> **What needs to be done**
This task is to restate all of the entries exactly.

(Point localization data)
^^^^^^^^
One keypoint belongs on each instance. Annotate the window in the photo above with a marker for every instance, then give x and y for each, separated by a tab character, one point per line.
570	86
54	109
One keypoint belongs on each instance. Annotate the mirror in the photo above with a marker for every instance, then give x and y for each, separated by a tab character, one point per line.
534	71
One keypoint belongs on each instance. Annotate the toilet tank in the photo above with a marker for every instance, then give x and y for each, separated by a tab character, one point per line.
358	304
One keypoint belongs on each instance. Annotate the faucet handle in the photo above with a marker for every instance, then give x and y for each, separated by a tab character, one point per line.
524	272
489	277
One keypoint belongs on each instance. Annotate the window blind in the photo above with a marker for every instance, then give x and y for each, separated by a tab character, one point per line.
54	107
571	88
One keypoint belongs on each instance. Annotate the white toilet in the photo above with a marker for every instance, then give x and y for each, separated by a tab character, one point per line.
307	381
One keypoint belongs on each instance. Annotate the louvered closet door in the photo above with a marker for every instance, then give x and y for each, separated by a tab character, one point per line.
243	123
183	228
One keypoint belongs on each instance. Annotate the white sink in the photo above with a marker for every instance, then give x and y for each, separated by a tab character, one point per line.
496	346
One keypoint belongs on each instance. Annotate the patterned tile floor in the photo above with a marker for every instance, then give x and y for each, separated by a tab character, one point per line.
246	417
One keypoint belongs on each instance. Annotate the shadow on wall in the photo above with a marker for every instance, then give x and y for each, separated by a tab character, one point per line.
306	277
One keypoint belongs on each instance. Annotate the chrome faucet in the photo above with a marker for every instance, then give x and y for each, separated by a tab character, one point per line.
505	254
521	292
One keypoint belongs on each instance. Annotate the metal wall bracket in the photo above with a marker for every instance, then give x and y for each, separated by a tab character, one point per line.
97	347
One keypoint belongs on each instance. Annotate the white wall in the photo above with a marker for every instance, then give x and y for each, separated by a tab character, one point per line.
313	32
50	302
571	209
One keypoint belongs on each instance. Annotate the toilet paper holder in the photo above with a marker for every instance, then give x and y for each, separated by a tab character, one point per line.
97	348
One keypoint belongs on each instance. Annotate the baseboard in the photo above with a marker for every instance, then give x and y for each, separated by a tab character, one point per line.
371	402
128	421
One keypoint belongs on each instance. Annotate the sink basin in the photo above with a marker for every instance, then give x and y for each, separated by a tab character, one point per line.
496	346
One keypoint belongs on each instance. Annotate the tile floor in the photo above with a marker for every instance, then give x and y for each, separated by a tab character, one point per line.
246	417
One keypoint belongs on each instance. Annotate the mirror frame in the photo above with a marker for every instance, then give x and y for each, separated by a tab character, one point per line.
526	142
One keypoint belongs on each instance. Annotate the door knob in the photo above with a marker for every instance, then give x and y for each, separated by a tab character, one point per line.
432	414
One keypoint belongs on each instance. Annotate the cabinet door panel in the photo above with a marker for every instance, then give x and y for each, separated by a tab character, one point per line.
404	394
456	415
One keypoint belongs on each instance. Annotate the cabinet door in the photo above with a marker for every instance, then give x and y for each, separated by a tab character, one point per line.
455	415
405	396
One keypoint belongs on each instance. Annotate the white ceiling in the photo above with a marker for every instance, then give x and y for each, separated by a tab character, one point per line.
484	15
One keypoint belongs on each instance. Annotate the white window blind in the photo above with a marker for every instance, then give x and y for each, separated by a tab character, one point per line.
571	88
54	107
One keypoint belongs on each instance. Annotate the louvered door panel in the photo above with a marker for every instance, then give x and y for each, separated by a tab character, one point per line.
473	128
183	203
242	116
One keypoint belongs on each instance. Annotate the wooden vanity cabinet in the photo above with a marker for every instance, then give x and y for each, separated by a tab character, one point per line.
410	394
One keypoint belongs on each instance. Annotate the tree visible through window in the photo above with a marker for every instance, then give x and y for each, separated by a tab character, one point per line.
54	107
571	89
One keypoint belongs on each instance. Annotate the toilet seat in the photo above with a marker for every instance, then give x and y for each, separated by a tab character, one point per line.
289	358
^^^^^^^^
> **Output of the task**
One keypoint belongs on each instance. Annotate the window in the photo above with a marker for every instance, then give x and y for each, separated by a tab character, one point per line.
570	86
54	109
One keypoint belongs on each instance. Annotate the mirror in the photo above with a marker for every instance, then give x and y for each, separated by a tab character, one point per line.
534	71
One keypoint belongs on each instance. Annotate the toilet tank in the photo above with a marker for every instance, then give x and y for each, separated by a tab character, one point per line.
358	304
One keypoint belongs on each instance. Annotate the faucet handle in the photo above with a marker for every instance, then give x and y for each, separated by a tab character, one point per line.
524	272
489	277
One keypoint belongs on each instance. Annotate the window blind in the photo above with a marker for every instance, then give x and y for each, separated by a tab character, one point per line.
54	107
571	88
One keypoint belongs on each instance. Annotate the white toilet in the photo above with a marker for every instance, then give x and y for each, separated by a tab character, one point per line.
307	381
One keypoint belongs on each instance. Annotate the louvered closet door in the photo above with a marker for every instance, then give x and y for each, separated by a tab character, one point per line.
243	123
183	228
One keypoint belongs on each instance. Annotate the white sink in the photo above with a marker for every instance, then give x and y for each, separated by a tab character, one point per line.
496	346
One keypoint belongs on each instance. Annotate the patterned tile floor in the photo above with a marker for every instance, then give x and y for each, separated by a tab character, one point per line.
246	417
One keypoint belongs on each instance. Annotate the shadow on wall in the photo above with a marker for every instance, then give x and y for each, separated by a tab character, one point per line.
306	277
One keypoint belongs on each instance. Annotate the chrome faucet in the photo above with a marker for every instance, then give x and y for each, separated by a tab character, one point per line.
505	254
521	292
One keypoint belongs on each instance. Annotate the metal wall bracket in the photo above with a marker for every instance, then give x and y for each, separated by a tab character, one point per line.
97	347
One keypoint belongs on each instance. Annotate the white wall in the photo above with a marker for every instance, then give x and y for each, separated by a tab character, one point per line.
313	32
50	302
571	209
One keypoint belongs on each instance. Annotate the toilet paper holder in the photo above with a marker for every instance, then give x and y for each, separated by a tab character, one point per line.
97	348
One keypoint belongs on each instance. Annotate the baseboard in the photo above with a marker for every instance, then give x and y for each, separated by a tab character, one point per line.
371	402
128	421
One keypoint belongs on each instance. Annotate the sink basin in the photo above with a marker for every instance, then give x and y for each, separated by a tab character, one point per line.
496	346
One keypoint belongs on each instance. Annotate the tile floor in the photo above with a marker for every instance, then give x and y for each, separated by a tab character, one point per line.
246	417
One keypoint belongs on each instance. Annotate the mirror frame in the photo above with a marker for every instance, then give x and y for each, separated by a tab character, one point per line.
526	142
One keypoint belongs on each instance. Annotate the door knob in the photo above with a marker for every instance, then give x and y for each, separated by a tab character, one point per line.
432	414
One keypoint belongs on each instance. Annotate the cabinet door panel in the photo above with a marker for every instance, then give x and y for each, separated by a tab character, one point per line.
404	394
456	415
One keypoint belongs on each instance. Annotate the cabinet door in the photo above with a marker for every instance, then give x and y for each, separated by a tab character, one point per line.
455	415
405	396
One keypoint belongs on each instance. Annotate the white ceiling in the photo above with a marker for every instance, then give x and y for each, separated by a tab character, one point per line.
484	15
One keypoint belongs on each instance. Annotate the white window blind in the photo above with a marker for every instance, then give x and y for each, separated by a tab character, one point per line.
571	88
54	107
One keypoint belongs on each instance. Annotate the louvered door panel in the photo above with a marker for every instance, then give x and y for each, separated by a tab character, one point per line.
473	128
183	203
242	116
One keypoint belongs on each instance. Annotate the wooden vanity cabinet in the photo above with a marker for every instance, then give x and y for each, separated by a tab character, one point per line.
410	394
One keypoint belongs on each instance. Annotate the tree visible through window in the photo above with a marker for every instance, then give x and y for each, separated by a tab character, one point per line.
54	107
571	89
One keypoint belongs on each instance. Annotate the toilet seat in the photo above with a marker for every instance, then give x and y for each, separated by a tab character, one point per line.
289	358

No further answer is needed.